▶ Set task A: Name every character who appears in the recap below, counting each person once.

[Document extract start]

Some of Broward’s dirty cops show up at the office to kidnap Ilsa, but she’s already made her escape, leaving the whole team as fugitives. While Ilsa is being picked up by Guerrero, the team figures out that the key they found is for a self storage locker, which happens to contain a van full of cash along with an ID showing J.D.’s real name is David Jarecki.  Guerrero reveals that Jarecki is one of the best money launderers on the West Coast and we also learn that Jarecki has a photographic memory. That could come in handy.

Winston and Chance take a trip to see Winston’s ex-wife, Michelle (Tracie Thoms). Michelle still lives in the house they shared and still has all of his old case details in her home. While having a look through these, Winston remembers that Broward has an offshore account and they decide that’s the best way to get him.

[Document extract end]

▶ Set task B: Report how many lines of the listing below contain the string "Query", with case counting.

[Recorded data start]

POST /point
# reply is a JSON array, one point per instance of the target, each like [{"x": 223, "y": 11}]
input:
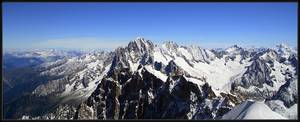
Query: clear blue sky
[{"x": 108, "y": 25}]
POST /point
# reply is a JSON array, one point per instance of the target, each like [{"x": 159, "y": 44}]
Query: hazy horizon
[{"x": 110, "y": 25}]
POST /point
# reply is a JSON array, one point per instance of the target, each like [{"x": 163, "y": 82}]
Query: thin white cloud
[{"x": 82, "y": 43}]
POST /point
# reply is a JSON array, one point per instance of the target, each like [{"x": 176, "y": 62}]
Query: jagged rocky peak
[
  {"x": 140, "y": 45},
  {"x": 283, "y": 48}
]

[Recorded data end]
[Recorded data start]

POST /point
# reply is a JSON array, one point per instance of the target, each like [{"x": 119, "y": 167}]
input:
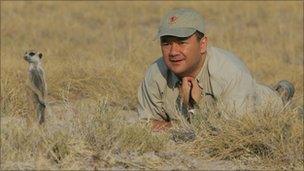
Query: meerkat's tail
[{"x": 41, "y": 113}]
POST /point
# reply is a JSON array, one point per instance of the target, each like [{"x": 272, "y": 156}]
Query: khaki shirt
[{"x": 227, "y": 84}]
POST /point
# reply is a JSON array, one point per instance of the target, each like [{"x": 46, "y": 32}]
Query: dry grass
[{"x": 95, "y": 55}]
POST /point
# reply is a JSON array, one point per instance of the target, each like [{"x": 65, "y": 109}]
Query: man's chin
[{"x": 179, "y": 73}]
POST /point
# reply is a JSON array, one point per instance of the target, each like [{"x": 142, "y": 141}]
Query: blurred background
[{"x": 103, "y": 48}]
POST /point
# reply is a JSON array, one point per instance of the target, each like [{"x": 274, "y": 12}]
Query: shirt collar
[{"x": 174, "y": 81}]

[Recorded data end]
[Recorded data start]

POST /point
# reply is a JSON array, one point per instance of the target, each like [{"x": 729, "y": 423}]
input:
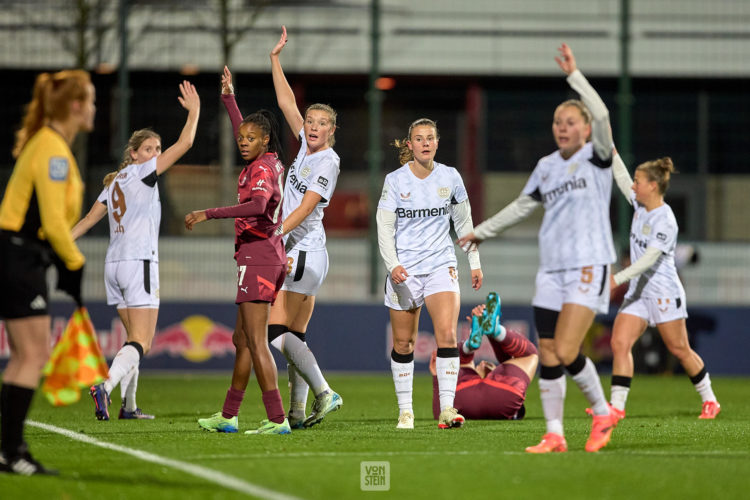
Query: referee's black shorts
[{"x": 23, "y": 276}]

[Recorded data end]

▶ Task answer A: Broward, Ilsa, Guerrero, J.D. (David Jarecki), Winston, Chance, Michelle

▶ Task answer B: 11